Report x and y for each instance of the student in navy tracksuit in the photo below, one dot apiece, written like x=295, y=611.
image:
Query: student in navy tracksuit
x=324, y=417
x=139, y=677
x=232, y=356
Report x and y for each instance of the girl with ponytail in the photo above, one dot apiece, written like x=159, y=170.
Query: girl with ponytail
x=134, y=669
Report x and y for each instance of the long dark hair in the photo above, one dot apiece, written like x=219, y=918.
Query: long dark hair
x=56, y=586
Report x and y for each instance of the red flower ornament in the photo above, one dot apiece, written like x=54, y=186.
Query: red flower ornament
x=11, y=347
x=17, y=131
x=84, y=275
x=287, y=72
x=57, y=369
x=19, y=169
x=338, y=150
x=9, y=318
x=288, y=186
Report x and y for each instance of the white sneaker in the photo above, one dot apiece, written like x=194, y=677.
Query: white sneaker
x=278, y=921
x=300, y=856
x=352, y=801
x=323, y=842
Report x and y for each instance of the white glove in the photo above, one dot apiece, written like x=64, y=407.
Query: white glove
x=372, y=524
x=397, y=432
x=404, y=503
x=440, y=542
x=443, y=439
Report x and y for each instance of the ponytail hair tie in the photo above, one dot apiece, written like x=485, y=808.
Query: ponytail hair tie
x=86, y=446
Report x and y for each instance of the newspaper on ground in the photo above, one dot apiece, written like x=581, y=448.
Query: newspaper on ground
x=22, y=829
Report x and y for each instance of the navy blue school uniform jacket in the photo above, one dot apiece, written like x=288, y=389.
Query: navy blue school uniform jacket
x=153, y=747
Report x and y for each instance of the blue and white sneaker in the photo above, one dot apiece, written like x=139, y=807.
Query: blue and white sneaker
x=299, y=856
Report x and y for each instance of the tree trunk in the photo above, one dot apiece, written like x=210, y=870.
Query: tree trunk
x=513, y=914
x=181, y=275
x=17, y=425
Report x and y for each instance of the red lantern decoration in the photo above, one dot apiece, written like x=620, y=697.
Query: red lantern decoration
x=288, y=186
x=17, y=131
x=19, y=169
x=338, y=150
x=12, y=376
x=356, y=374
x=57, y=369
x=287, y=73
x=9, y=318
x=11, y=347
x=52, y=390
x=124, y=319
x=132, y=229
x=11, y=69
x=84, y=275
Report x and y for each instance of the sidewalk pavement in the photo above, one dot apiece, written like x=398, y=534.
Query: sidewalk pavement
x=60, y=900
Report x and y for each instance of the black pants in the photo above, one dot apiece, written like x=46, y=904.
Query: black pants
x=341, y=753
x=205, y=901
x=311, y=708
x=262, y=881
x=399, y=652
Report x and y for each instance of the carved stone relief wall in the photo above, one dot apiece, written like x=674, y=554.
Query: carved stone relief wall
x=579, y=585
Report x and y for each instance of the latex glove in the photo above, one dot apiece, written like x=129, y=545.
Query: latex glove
++++++++
* To do: Please give back all of the data exactly as it appears.

* Your solution:
Report x and y for each instance of the student in navy tracksuit in the photo below, one dot apiece, written like x=295, y=611.
image:
Query: student in navy tracksuit
x=324, y=417
x=139, y=677
x=232, y=356
Report x and y for each instance of the girl with ponytail in the photo above, one dot apiece, written like x=159, y=170.
Query: girl with ponytail
x=134, y=669
Report x and y for each instance of the long dark hair in the photo above, one dot apiece, written like x=219, y=918.
Query: long dark hair
x=56, y=586
Report x and y for each instance of the red flower ornament in the photo above, one dot apiece, written like x=54, y=186.
Query: red flower ornament
x=11, y=347
x=17, y=131
x=84, y=275
x=287, y=72
x=57, y=369
x=19, y=169
x=338, y=150
x=9, y=318
x=288, y=186
Report x and y for each instance of the white sneaker in the photo above, one dot apiece, written like x=194, y=677.
Query: white sneaker
x=278, y=921
x=300, y=856
x=352, y=801
x=323, y=842
Report x and y for each instance of the white glove in the photo above, one dot apiece, written like x=64, y=407.
Query: white glove
x=372, y=524
x=397, y=432
x=404, y=503
x=440, y=542
x=443, y=439
Report x and y for each instance of the ponytail hair tie in the photo above, one dot apiece, written like x=485, y=808.
Query: ponytail hair tie
x=86, y=446
Report x and y for each instance of the newspaper on ground in the photo above, one dot apiece, written like x=581, y=448.
Query: newspaper on ground
x=22, y=829
Report x and y for each instance of the navy blue school uniform jacket in the photo above, one dot apiece, written like x=288, y=389.
Query: navy blue school uniform jacket
x=153, y=747
Report x and y for each instance of the blue and white sneaker in the photo above, one dot apiece, written like x=139, y=807.
Query: blue and white sneaker
x=299, y=856
Report x and y for each instance of the tree trunk in the photo above, one dot apiece, written like x=210, y=870.
Query: tree trunk
x=513, y=914
x=181, y=275
x=17, y=425
Report x and y for each instance of the red lantern decoration in the photo above, one dot apiece, written like x=620, y=697.
Query: red lantern decoration
x=288, y=186
x=17, y=131
x=19, y=169
x=338, y=150
x=12, y=376
x=356, y=374
x=57, y=369
x=287, y=73
x=9, y=318
x=11, y=347
x=52, y=390
x=124, y=319
x=132, y=229
x=11, y=69
x=84, y=275
Report x and y for each instance of the sidewalk pavement in the photo above, one dot apiece, written like x=398, y=534.
Query: sidewalk pavement
x=60, y=900
Report x and y for each instance of the black pants in the photo above, one dot apiece, written like x=46, y=904.
Query: black pants
x=341, y=753
x=205, y=901
x=311, y=708
x=262, y=881
x=399, y=652
Report x and y for each instance of the carved stone relief wall in the photo above, one dot apiece, written like x=674, y=554.
Query: carved stone relief wall
x=579, y=585
Report x and y for each instance of the latex glove in the photo above, one dot apiece, written like x=129, y=545.
Query: latex glove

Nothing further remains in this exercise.